##### RAW RECORDS
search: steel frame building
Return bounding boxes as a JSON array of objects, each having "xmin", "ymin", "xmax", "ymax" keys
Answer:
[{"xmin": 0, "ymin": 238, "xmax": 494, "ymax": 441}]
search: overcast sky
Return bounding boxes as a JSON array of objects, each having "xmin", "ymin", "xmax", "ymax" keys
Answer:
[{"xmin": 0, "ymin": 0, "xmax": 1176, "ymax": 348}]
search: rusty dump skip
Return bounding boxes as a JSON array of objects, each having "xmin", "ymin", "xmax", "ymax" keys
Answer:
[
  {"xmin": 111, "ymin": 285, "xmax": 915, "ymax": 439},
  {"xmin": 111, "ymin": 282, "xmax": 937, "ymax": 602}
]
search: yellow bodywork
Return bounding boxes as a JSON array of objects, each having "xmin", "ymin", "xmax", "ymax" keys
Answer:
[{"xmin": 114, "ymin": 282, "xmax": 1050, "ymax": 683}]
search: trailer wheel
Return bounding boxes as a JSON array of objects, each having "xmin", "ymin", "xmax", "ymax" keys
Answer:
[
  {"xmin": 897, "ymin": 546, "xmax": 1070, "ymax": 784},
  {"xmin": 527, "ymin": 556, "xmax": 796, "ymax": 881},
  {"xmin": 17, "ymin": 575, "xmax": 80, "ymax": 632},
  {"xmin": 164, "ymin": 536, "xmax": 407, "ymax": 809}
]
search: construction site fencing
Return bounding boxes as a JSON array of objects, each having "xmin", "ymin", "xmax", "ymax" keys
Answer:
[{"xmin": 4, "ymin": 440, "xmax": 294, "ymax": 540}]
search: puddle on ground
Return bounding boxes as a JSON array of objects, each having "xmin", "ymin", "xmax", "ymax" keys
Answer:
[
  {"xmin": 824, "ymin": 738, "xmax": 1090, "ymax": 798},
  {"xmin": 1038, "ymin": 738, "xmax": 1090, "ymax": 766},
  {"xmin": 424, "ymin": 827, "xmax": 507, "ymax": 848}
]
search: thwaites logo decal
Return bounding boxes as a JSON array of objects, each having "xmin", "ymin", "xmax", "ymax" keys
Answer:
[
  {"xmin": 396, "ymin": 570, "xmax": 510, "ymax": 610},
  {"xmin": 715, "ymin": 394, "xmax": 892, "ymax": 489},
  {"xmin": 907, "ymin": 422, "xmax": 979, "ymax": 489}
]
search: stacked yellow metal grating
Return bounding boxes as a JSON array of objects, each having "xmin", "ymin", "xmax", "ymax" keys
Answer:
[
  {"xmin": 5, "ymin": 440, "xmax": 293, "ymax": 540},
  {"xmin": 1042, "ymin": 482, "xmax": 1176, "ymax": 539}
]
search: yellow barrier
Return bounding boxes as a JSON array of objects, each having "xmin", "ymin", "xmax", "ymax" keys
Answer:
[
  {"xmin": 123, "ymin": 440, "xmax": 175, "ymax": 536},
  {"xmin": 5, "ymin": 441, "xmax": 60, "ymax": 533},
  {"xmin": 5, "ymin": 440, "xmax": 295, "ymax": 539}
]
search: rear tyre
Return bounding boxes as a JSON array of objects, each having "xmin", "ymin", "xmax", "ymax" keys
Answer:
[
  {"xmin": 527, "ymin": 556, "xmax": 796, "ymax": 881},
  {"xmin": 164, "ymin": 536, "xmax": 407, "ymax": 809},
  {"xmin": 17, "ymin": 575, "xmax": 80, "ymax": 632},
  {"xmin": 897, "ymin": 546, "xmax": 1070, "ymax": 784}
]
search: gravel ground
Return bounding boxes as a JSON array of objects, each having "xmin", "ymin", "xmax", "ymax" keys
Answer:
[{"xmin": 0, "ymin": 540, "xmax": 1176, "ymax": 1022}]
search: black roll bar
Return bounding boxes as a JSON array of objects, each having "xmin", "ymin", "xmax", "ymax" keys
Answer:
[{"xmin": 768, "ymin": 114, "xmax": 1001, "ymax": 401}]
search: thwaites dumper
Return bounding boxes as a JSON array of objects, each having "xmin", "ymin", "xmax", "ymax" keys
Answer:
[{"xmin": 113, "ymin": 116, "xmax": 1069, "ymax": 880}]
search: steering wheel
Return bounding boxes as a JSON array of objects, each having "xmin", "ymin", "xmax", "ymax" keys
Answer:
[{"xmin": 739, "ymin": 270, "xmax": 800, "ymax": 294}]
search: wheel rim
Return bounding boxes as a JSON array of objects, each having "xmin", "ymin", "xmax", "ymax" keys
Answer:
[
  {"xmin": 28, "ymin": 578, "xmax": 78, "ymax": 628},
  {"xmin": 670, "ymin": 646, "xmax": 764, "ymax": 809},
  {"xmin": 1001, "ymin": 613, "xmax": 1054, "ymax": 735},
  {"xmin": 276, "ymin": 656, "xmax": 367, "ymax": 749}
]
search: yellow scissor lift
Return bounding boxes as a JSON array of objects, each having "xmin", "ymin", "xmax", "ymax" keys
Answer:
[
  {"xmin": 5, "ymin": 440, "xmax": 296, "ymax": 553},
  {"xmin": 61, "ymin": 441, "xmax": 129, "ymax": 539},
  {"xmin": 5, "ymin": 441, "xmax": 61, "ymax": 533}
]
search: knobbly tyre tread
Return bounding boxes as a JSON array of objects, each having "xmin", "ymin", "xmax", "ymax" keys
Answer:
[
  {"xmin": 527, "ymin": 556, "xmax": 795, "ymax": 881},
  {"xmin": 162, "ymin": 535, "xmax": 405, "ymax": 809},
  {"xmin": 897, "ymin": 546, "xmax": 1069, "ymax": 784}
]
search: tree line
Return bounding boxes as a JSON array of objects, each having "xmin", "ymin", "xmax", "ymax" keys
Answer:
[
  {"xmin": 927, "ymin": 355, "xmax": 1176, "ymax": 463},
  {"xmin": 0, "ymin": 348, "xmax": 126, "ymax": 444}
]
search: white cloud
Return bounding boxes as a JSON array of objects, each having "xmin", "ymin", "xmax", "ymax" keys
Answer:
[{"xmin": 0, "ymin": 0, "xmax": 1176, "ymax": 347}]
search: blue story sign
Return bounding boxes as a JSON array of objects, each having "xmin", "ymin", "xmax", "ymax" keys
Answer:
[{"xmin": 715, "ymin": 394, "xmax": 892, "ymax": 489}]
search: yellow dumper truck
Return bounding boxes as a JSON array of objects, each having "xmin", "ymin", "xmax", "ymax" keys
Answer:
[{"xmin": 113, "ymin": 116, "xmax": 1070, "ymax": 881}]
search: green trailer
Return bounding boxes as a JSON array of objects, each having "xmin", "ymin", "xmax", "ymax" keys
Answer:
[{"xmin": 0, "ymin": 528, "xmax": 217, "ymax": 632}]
##########
● **YOUR TASK**
Identify each line in the listing above that contains the word "dumper", and copy those lines.

● **EXERCISE RESPONSE**
search: thwaites dumper
search: yellow dumper truck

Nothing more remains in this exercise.